Hi Everyone. It’s a light news week, and so we’re announcing a new initiative today. Through all our content efforts, we increasingly strive towards shaping Naavik into becoming a platform for games industry professionals to showcase their thoughts, opinions and analysis with the wider industry.
As a next step towards that goal, we’re announcing our first-ever essay contest! This will run from September 18th to October 17th, and we’ll feature the top three essays and any honorable mentions in the newsletter and on our website. Additionally, there are cash prizes: 1st place, $1000; 2nd place, $500; 3rd place, $250. And members of the Naavik team will not only act as judges, but will also provide the finalists hands-on support and feedback to get their essays ready for publishing.
Why participate? Well, our past and current writers have experienced the following upsides:
- Growing your personal brand by writing and learning in public
- Working with our team to level up your work, and reinvesting those learnings into your current job and future pieces of work
- Opening up more opportunities to get involved with Naavik, while creating new opportunities to accelerate your games industry career
Whether you’re hoping to dip your toes in games analysis for the first time or are an experienced writer, we’d love for you to participate and are excited to read your work. You can submit your interest here and please be sure to check out the contest guidelines here. We’ll send out reminders periodically in the newsletter to keep you on pace. Good luck!
This Week on The Metacast
- Scopely acquires Stumble Guys: What is behind the success of a Fall Guys clone?
- Ubisoft’s Growth Strategy: How can a AAA behemoth unlock long-term growth?
- Roblox & User-Generated Platforms: Is Roblox pursuing the most valuable bets?
Reviewing Japanese Gaming’s Latest Headlines
The last few weeks have been a constant flurry of news from Japan’s largest game developers. The combination of a new Nintendo Direct, Playstation State of Play and The Tokyo Game Show have captured my attention, filling my feed with announcements and trailers. The events provide an ideal opportunity to evaluate the state of each company’s performance after an earnings season that largely has been filled with less than ideal outcomes. Let’s explore a bit further:
Nintendo Directs seem to always draw consumer attention, and this week’s showcase was no different. Filled with a combination of first and third-party news, the headlines from the event can be broken down into three categories:
- Core IP: The biggest money-maker for Nintendo, the Direct included announcements for Pikmin 4 and the latest entry into the Fire Emblem franchise. It also included a title & announcement date for the latest Zelda game
- Ports, and DLC: Nintendo has a history of porting games that have landed well on other platforms in an attempt to bolster the Switch’s library. Tunic, Factorio, and It Takes Two are the latest to receive the treatment after being announced this week. The company also continued to push its DLC model with new content for Mario Kart 8 Deluxe, Mario Strikers, Nintendo Switch Sports, and Xenoblade Chronicles 3.

• RECORDED DATA:
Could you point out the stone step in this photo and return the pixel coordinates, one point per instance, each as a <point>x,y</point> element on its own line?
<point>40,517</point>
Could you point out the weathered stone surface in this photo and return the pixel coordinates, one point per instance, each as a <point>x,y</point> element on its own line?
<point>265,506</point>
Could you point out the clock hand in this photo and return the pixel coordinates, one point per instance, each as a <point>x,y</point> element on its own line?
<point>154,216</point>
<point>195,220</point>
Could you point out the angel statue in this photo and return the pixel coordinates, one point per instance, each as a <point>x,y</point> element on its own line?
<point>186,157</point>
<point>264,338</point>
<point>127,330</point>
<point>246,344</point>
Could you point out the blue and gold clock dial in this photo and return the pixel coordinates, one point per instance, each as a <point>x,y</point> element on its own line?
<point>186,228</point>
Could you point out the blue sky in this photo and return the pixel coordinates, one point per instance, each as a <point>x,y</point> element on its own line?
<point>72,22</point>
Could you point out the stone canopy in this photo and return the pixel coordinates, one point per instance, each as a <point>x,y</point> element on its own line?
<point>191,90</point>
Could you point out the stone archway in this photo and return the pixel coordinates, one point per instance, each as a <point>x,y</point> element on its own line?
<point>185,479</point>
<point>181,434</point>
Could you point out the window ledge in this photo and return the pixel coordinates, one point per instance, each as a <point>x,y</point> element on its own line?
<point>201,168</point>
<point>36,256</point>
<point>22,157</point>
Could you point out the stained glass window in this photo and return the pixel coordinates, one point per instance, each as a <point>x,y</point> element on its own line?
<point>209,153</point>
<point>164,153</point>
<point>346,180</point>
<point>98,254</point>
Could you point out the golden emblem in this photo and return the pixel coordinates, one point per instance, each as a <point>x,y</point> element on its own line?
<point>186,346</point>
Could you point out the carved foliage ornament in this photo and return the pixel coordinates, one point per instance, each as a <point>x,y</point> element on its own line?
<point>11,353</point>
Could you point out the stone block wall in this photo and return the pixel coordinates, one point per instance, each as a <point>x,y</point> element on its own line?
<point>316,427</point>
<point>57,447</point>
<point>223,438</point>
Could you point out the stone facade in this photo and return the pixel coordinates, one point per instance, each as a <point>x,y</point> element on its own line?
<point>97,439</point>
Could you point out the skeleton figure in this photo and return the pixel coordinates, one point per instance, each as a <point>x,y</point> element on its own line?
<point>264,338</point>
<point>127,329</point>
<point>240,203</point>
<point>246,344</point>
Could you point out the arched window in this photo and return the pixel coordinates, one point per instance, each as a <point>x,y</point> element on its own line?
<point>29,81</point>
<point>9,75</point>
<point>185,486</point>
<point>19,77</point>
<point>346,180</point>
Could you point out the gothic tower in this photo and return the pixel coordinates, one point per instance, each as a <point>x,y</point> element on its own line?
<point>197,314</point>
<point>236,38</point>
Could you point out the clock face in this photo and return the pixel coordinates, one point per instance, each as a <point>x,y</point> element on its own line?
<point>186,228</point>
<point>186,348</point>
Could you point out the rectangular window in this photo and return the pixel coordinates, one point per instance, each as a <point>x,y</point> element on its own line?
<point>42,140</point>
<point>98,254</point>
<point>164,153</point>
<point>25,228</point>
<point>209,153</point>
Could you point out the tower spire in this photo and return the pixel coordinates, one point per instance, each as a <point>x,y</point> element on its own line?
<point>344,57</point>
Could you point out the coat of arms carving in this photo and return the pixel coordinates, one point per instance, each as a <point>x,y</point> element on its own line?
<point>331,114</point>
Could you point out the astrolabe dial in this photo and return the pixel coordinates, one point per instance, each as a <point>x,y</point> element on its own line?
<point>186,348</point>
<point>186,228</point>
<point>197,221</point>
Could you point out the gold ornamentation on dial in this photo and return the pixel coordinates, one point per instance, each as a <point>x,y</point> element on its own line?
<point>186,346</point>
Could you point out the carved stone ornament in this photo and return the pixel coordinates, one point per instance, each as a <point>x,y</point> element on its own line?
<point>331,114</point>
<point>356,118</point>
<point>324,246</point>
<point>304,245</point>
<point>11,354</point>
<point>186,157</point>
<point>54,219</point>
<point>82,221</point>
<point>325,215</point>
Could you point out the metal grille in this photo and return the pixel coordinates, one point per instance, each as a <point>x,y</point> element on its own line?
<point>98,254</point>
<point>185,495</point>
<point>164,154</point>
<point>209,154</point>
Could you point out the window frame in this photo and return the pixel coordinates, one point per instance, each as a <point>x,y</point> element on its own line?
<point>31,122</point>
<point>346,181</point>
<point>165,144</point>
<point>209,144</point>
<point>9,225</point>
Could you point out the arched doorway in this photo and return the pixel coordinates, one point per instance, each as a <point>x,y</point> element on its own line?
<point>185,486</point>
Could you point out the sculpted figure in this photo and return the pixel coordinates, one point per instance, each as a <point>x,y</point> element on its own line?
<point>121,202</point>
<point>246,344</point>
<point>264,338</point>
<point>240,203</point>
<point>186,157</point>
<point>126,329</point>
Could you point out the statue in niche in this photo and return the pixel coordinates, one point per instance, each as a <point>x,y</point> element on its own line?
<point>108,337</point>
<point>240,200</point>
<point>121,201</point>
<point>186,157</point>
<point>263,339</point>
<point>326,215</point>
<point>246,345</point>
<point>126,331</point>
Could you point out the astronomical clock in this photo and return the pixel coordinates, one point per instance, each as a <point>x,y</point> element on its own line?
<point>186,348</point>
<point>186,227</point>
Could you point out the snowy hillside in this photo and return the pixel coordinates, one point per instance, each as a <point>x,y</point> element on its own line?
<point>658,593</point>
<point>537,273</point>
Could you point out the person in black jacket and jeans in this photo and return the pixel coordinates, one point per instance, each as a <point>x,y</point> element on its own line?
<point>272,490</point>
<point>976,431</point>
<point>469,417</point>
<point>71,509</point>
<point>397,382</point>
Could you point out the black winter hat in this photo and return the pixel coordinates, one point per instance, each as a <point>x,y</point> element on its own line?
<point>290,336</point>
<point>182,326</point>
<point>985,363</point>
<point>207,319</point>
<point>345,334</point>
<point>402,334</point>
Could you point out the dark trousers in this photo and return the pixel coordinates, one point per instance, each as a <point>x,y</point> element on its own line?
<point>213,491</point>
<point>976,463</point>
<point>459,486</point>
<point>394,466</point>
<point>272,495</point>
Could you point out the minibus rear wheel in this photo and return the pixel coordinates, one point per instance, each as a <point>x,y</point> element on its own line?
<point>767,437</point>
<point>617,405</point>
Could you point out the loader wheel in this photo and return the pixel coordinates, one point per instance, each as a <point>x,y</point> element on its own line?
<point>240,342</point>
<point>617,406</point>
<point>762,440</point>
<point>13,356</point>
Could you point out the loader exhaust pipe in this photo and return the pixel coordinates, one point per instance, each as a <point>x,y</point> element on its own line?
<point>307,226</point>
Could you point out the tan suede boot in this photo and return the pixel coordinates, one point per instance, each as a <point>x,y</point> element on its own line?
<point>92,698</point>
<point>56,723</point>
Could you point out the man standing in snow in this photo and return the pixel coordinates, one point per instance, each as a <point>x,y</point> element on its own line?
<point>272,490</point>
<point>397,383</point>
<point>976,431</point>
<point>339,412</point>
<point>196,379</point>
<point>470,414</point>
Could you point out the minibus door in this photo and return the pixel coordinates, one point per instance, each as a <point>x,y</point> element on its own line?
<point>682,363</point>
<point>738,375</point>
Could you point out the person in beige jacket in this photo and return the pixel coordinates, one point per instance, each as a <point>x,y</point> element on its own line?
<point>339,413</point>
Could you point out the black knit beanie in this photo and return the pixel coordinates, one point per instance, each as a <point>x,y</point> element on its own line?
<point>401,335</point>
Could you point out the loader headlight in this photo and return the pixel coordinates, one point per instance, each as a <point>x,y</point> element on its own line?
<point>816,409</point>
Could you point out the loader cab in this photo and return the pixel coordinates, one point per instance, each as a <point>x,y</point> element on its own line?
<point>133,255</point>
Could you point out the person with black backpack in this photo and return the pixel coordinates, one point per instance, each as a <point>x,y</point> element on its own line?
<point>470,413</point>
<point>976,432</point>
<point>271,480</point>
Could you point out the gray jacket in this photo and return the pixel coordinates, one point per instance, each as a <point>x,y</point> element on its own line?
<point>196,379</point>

• TASK DESCRIPTION:
Write what comes next in the games industry newsletter on Nintendo's latest Direct, picking up after its last sentence.

• OUTPUT OF THE EXERCISE:
- Everything Else: The remainder of the event was punctuated with a mix of JRPGs, farming simulators and remasters. Titles like Octopath Traveler II, Bayonetta 3, and Mario + Rabbids headlined the group.
When I covered Nintendo’s earnings earlier this year, I wrote that the company’s investment into non-video game revenue streams was a step in the right direction. While I still feel that Nintendo’s over-reliance on first-party titles can only take them so far, revisiting the numbers a few months later has yielded impressive results. Splatoon 3, which was released last week, has already become the fastest selling game in Nintendo’s history in the Japanese market. Meanwhile, the company continues to dominate in both hardware and software in Japan, as compared to Sony.
It's encouraging to see that the company is still setting new highs with a six year old console despite the slow clip at which they release new games and a 22.9% decrease in console sales this quarter. Even if it might not be a core focus, the success of game like Splatoon 3 illustrates the opportunity ahead for Nintendo with third-party IP. Meanwhile, investments in mobile games, merchandise, theme parks and movies (each of which were brought up during the Direct) continue to grow. It's clear the Nintendo competitive advantage is alive and well — let’s see if any of the company’s newer bets will pay off.
Playstation State of Play
On the other side of the coin, Sony has taken a different approach to its on-demand game showcases, foregoing the Nintendo style laundry list in favor of a smaller selection of news. This week’s event was no exception, and included a few bits of noteworthy info:
- The Heavy Hitters: Unsurprisingly, fans were treated to new trailers for games like Hogwarts Legacy and God of War: Ragnarok.
- New Games: New titles like Tekken 8 and Team Ninja’s next game, Rise of Ronin, supplemented the event’s jazzier trailers and generated a bit of excitement. The show also had announcements for new games from Ironwood Studio and Shift Up Corp.
- Playstation Stars: Perhaps most intriguing a first look at Playstation Stars, the company’s digital collectables (not NFTs) rewards program. The first round of rewards are planned to be digital models of old school Sony systems and characters.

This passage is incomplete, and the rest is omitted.